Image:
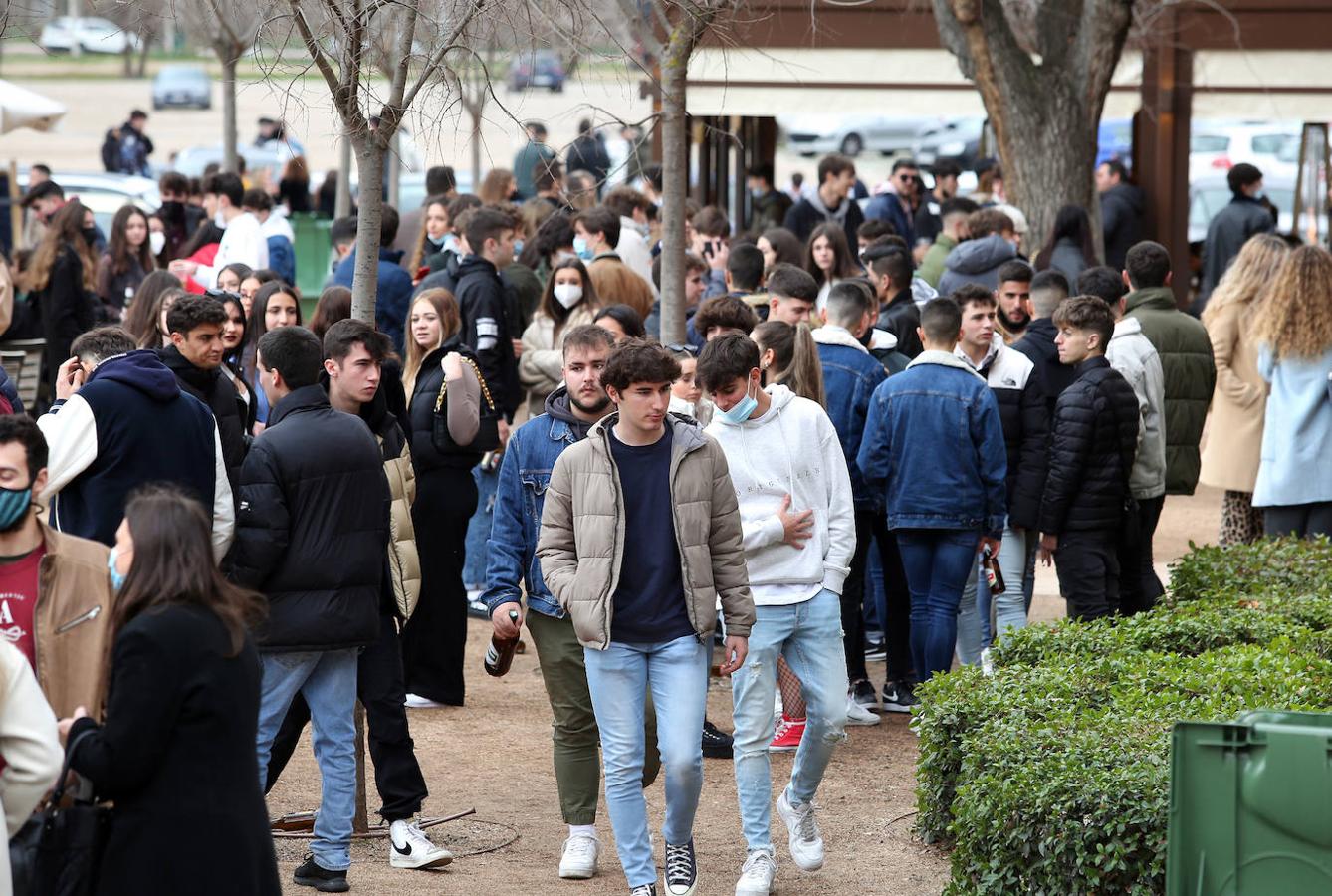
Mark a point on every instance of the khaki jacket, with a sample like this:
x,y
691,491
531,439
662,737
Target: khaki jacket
x,y
582,534
72,622
404,560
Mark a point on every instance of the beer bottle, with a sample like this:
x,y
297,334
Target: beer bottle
x,y
500,654
994,575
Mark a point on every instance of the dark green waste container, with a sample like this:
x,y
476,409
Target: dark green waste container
x,y
1251,805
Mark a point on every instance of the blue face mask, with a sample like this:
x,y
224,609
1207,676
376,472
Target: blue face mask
x,y
14,504
741,410
117,580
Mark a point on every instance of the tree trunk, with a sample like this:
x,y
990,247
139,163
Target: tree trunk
x,y
674,192
369,162
229,154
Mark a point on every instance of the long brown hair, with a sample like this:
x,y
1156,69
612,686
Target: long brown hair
x,y
121,253
173,564
66,231
1296,317
795,358
450,320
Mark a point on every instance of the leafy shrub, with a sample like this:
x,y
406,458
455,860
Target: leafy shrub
x,y
1052,775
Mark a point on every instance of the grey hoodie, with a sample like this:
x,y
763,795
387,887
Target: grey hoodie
x,y
976,261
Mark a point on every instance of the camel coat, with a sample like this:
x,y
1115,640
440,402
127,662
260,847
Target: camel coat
x,y
1239,402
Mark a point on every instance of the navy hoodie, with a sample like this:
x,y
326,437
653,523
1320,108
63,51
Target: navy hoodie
x,y
126,426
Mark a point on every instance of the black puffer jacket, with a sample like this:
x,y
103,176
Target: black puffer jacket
x,y
312,529
217,391
1094,437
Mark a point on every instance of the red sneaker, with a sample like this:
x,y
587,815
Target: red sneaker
x,y
787,735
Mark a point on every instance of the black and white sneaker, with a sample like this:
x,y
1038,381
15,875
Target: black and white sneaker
x,y
898,697
717,743
681,869
322,879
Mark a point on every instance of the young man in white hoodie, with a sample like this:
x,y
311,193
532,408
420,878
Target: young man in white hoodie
x,y
798,524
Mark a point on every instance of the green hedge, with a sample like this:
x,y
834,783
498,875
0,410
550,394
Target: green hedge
x,y
1052,775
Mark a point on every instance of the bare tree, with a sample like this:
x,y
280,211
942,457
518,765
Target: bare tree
x,y
231,28
1043,70
337,35
672,31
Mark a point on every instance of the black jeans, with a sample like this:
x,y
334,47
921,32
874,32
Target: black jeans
x,y
378,686
1138,583
1088,572
873,528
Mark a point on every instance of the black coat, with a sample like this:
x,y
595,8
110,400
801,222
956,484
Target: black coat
x,y
901,317
177,758
1092,441
312,528
1037,343
217,391
484,305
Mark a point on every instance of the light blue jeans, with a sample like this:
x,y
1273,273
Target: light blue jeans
x,y
328,683
1009,607
618,679
808,635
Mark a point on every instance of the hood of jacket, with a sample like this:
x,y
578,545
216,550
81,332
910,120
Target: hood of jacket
x,y
141,370
980,256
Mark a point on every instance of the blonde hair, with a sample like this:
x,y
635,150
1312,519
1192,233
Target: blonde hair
x,y
1296,319
446,307
1249,275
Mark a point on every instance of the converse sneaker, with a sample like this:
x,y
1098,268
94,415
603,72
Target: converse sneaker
x,y
681,869
898,697
757,875
413,849
806,841
857,714
579,857
787,735
322,879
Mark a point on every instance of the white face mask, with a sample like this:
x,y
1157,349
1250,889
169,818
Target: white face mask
x,y
567,295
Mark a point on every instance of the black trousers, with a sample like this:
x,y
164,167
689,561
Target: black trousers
x,y
378,686
434,638
873,529
1138,583
1088,572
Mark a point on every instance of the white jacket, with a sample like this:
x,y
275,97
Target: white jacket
x,y
1136,361
28,745
790,450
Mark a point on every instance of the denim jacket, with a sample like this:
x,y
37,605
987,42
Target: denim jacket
x,y
850,377
512,550
934,447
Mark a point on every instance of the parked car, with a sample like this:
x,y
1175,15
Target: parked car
x,y
818,134
90,35
182,86
541,68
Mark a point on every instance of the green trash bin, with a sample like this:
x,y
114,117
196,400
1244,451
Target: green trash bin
x,y
314,252
1251,805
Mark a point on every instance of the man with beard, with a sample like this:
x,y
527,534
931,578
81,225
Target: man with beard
x,y
524,477
1012,296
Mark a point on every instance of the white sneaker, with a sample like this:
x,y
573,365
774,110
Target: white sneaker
x,y
417,702
857,714
413,849
579,857
757,875
806,841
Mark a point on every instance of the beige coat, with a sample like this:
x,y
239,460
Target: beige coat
x,y
1239,402
543,363
582,534
404,560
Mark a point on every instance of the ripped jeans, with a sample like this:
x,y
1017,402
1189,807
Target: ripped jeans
x,y
808,635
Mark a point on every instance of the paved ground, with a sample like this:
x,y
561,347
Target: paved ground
x,y
495,757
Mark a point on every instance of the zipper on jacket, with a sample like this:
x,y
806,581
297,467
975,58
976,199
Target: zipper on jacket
x,y
78,620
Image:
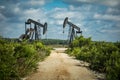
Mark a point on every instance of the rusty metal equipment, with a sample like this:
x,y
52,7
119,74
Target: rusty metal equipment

........

Your assignment :: What is needed is an exact copy of every entry, minus the images.

Task solution ::
Image:
Mark a point on every instance of the khaki jacket, with a sample like this:
x,y
691,491
531,439
662,737
Target: khaki jacket
x,y
582,534
72,622
404,560
Mark a point on every instance of the beer bottle, with a sample like this:
x,y
297,334
Target: beer bottle
x,y
500,654
994,575
Mark a point on every instance of the dark green waste container, with a sample like this:
x,y
476,409
Target: dark green waste container
x,y
1251,805
Mark a point on every instance of the blue face mask, with a sample like this:
x,y
224,609
1207,676
376,472
Target: blue face mask
x,y
14,504
741,410
117,580
Mark a point on every instance of the tree trunk, with a sample like this:
x,y
990,247
139,163
Target: tree trunk
x,y
674,192
369,162
229,154
Mark a point on every instance of the long brown hair, with a sample like this:
x,y
1156,69
612,686
Target: long brown hair
x,y
121,253
173,564
66,231
1296,317
795,358
450,320
Mark a point on every instance of the leafy shrub, with a sample like this:
x,y
406,458
455,860
Target: leafy shrub
x,y
1052,775
Mark a point on every instance of the grey hoodie, with a sample like this:
x,y
763,795
387,887
Target: grey hoodie
x,y
976,261
Mark a point on every instance of the camel coat, with a sample like this:
x,y
1115,640
440,402
127,662
260,847
Target: camel coat
x,y
1239,402
Mark a point on every instance of the navy hoodie, with a sample like this:
x,y
326,437
653,523
1320,108
63,51
Target: navy hoodie
x,y
126,426
Mark a point on every instance of the black puffer jacket, with a sample like this:
x,y
103,176
Target: black puffer jacket
x,y
312,529
217,391
1094,437
Mark a point on every instance of the red sneaker, with a sample like this:
x,y
587,815
Target: red sneaker
x,y
787,735
Mark a point on every instance of the black and white sneaker, with a sample like this:
x,y
1038,381
15,875
Target: black and white sneaker
x,y
898,697
717,743
681,869
322,879
Mark a point on every instance of the young man in white hoodie, with a sample like this:
x,y
311,193
532,408
420,878
Target: young man in white hoodie
x,y
798,524
Mark a point on every instance of the green hedge, with a sample like this:
x,y
834,783
498,875
0,410
550,394
Target: green hedge
x,y
1052,775
Mark a point on every instance of the bare tree, with a sample like this:
x,y
280,211
942,457
518,765
Target: bare tree
x,y
231,28
1043,70
337,35
672,31
Mark a point on every instance of the black jeans, with a sample like this:
x,y
334,47
921,32
874,32
Target: black jeans
x,y
378,686
1138,583
1088,572
873,528
Mark a point on every instance of the black coat, with a sample like this:
x,y
595,8
110,400
801,222
956,484
Target: black coat
x,y
901,317
177,758
1092,441
312,528
1037,343
217,391
484,305
Mark a point on every instance of the light blue jeans, with a sample like this:
x,y
1273,273
Target: light blue jeans
x,y
328,683
1009,607
618,679
808,635
Mark a point on every instance of the hood of jacket, with a sample like this:
x,y
578,545
216,550
81,332
910,120
Target: hood of jacket
x,y
141,370
980,256
Mark a point on every instance of the blonde hair, with a sample like this:
x,y
635,150
1312,519
1192,233
Target: blonde hair
x,y
1296,319
446,307
1249,275
Mark a point on every instance of the converse sneaker, with a sample like this:
x,y
1098,268
94,415
603,72
Target: converse sneaker
x,y
681,869
898,697
757,875
413,849
806,841
857,714
579,857
787,735
322,879
Mark a point on every instance of the white face mask, with a sample like this:
x,y
1157,349
1250,889
169,818
Target: white face mask
x,y
567,295
Mark a point on every instance of the black trousers, with a sample like this:
x,y
164,167
689,561
Target: black trousers
x,y
378,686
434,638
873,529
1138,583
1088,572
Mark a point on every instance of the white jacket, with a sample like this:
x,y
275,97
Target: white jacket
x,y
1136,361
28,745
790,450
Mark a point on every instance of the denim jacket, with a sample like this:
x,y
37,605
987,42
Target: denim jacket
x,y
850,377
512,550
934,447
Mark a point on every instance of the parked car, with a sample like this:
x,y
1175,15
Target: parked car
x,y
818,134
90,35
182,86
541,68
Mark a point on every instance of the green trash bin, with a sample like this:
x,y
114,117
196,400
1244,451
Target: green trash bin
x,y
314,252
1251,805
Mark a point on every instance of the man with beard, with a sample like this:
x,y
527,534
931,578
81,225
Target: man with beard
x,y
524,477
1012,296
Mark a point on every instance of the white sneaker, with a sample like this:
x,y
573,365
774,110
Target: white sneaker
x,y
417,702
857,714
413,849
579,857
757,875
806,841
Mark a point on every instance of the beige coat, with a sample like this:
x,y
239,460
Target: beige coat
x,y
1239,402
543,363
582,534
404,560
Mark a point on every instance of the ripped jeans, with a sample like this:
x,y
1017,402
1189,807
Target: ripped jeans
x,y
808,635
Mark a point on every instance of the paved ground, with a sample like this:
x,y
561,347
Target: paved ground
x,y
495,757
Mark a point on every instance of the zipper on jacket, with a sample like this:
x,y
806,581
297,467
975,58
976,199
Target: zipper on jacket
x,y
78,620
Image:
Mark a point on every instance of the rusty metal equipment, with a sample like this:
x,y
52,7
119,74
Target: rusty metal equipment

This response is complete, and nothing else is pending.